— Action item —
Leaving out the images, please output every entry exactly as it appears.

— Given information —
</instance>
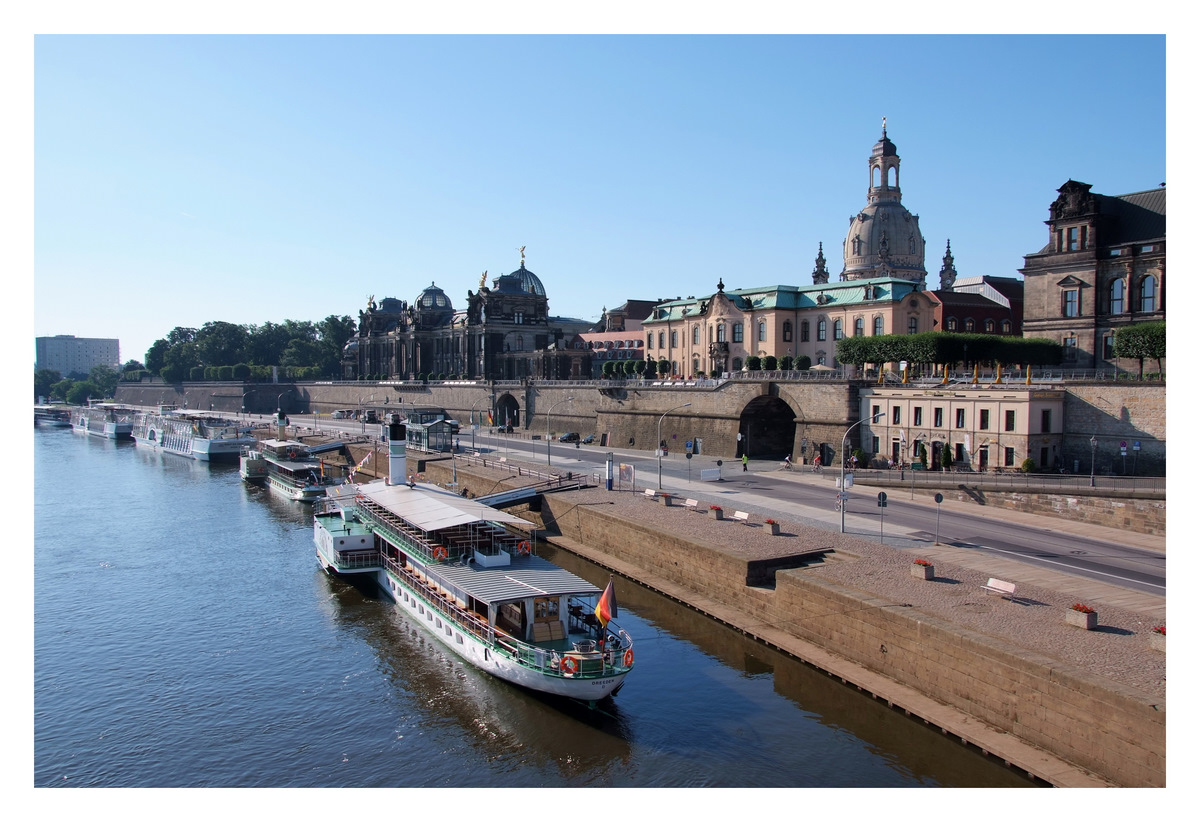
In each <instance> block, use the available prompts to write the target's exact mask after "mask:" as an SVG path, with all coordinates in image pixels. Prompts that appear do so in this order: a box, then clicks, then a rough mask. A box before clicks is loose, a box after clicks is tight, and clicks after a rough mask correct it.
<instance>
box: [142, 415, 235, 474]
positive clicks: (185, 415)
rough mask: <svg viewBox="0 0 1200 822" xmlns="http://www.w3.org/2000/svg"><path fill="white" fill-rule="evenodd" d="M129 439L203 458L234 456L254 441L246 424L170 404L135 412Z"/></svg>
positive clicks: (204, 459) (177, 451) (186, 454)
mask: <svg viewBox="0 0 1200 822" xmlns="http://www.w3.org/2000/svg"><path fill="white" fill-rule="evenodd" d="M133 440H134V442H136V443H137V444H138V445H139V446H145V448H150V449H154V450H158V451H167V452H169V454H178V455H179V456H184V457H187V458H190V460H202V461H204V462H224V461H233V460H236V458H238V457H239V455H240V454H241V451H242V449H246V448H250V446H253V445H254V444H256V443H257V442H258V440H257V439H254V437H253V436H252V434H251V433H250V427H248V426H245V425H239V424H238V421H236V420H230V419H226V418H223V416H217V415H214V414H206V413H203V412H185V410H179V409H176V408H174V407H172V406H162V407H160V408H158V410H157V412H151V413H145V414H139V415H138V419H137V421H136V422H134V424H133Z"/></svg>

— Result below —
</instance>
In each <instance> block, use the available prompts to write the target's exact mask after "mask:" as an SVG path, with all coordinates in image pixels. Prompts that appear do so in this order: a box, then clicks, then a rough mask. A box before clicks is loose, a box after clicks is tight, and clicks after a rough mask correct it.
<instance>
box: [142, 415, 235, 474]
positive clicks: (185, 415)
rough mask: <svg viewBox="0 0 1200 822" xmlns="http://www.w3.org/2000/svg"><path fill="white" fill-rule="evenodd" d="M129 439L203 458L234 456L254 441L246 424L170 404L135 412Z"/></svg>
positive clicks: (204, 459) (177, 451) (186, 454)
mask: <svg viewBox="0 0 1200 822" xmlns="http://www.w3.org/2000/svg"><path fill="white" fill-rule="evenodd" d="M133 440H134V442H136V443H137V444H138V445H139V446H145V448H150V449H154V450H158V451H167V452H169V454H178V455H179V456H184V457H187V458H190V460H202V461H204V462H224V461H233V460H236V458H238V457H239V455H240V454H241V451H242V449H246V448H250V446H253V445H254V444H256V443H257V442H258V440H257V439H254V437H253V436H252V434H251V433H250V427H248V426H245V425H239V424H238V421H236V420H230V419H226V418H223V416H217V415H214V414H206V413H203V412H185V410H179V409H176V408H174V407H172V406H162V407H160V408H158V410H157V412H151V413H145V414H139V415H138V419H137V421H136V422H134V424H133Z"/></svg>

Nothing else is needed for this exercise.